SHORT PROBLEM A => Find every line in the rows below that contains the string "blue", and copy each of those lines.
══════════
= Film.factory =

Experimental school for film studies

Sarajevo Film Factory, or film.factory, was an international experimental doctoral school for film studies created in 2013 by Béla Tarr. Based in Sarajevo, the project ended in 2017.

== About ==
In February 2013, the Sarajevo School of Science and Technology opened the first session of film.factory. This is a three-year doctoral course set up by the Hungarian filmmaker Béla Tarr within the Sarajevo Film Academy, with the involvement of many independent filmmakers from around the world.

The program comprises three main activities. The first consists of practical work in the form of workshops. The second consists of intensive weeks with one or two filmmakers from around the world. The third activity involves the production of short films and a feature film. Critic Jonathan Rosenbaum shares his experience of participating in film.factory. The first students graduated in 2016. There were seven of them, and they founded the BISTRIK7 collective to continue working together. The film factory project ended in 2017.
══════════
SHORT PROBLEM B => Transcribe the film.factory text above in full, with no changes.

RECORD EXTRACTS =>
══════════
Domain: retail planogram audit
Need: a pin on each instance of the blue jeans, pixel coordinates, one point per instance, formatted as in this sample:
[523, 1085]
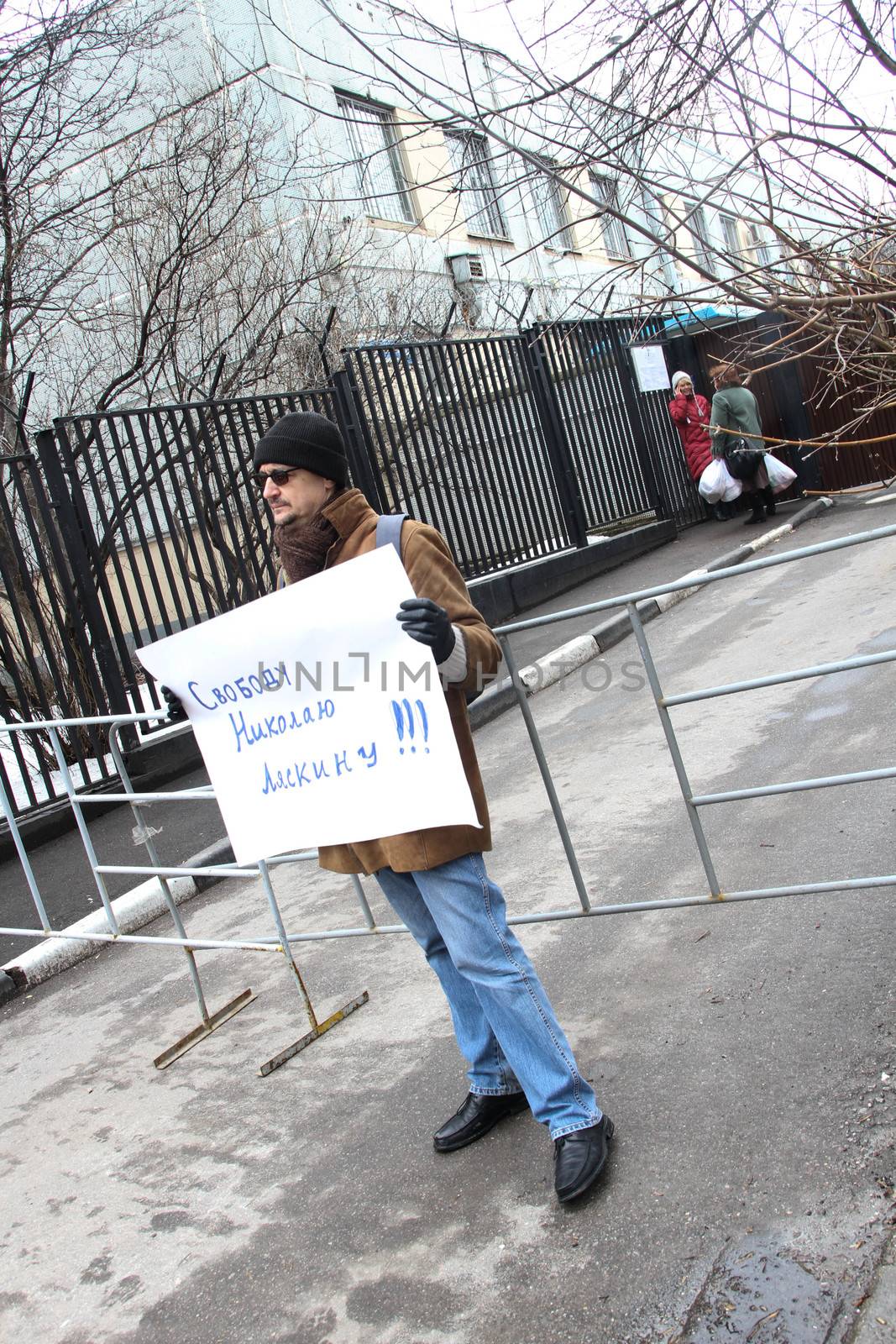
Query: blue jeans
[503, 1021]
══════════
WRITTEN RESPONSE A =>
Need: a pin on each instance of the blue jeans, pixel coordinates, one point per instance, formatted as in this sample:
Query: blue jeans

WRITTEN RESPONSE B =>
= Film.factory =

Experimental school for film studies

Sarajevo Film Factory, or film.factory, was an international experimental doctoral school for film studies created in 2013 by Béla Tarr. Based in Sarajevo, the project ended in 2017.

== About ==
In February 2013, the Sarajevo School of Science and Technology opened the first session of film.factory. This is a three-year doctoral course set up by the Hungarian filmmaker Béla Tarr within the Sarajevo Film Academy, with the involvement of many independent filmmakers from around the world.

The program comprises three main activities. The first consists of practical work in the form of workshops. The second consists of intensive weeks with one or two filmmakers from around the world. The third activity involves the production of short films and a feature film. Critic Jonathan Rosenbaum shares his experience of participating in film.factory. The first students graduated in 2016. There were seven of them, and they founded the BISTRIK7 collective to continue working together. The film factory project ended in 2017.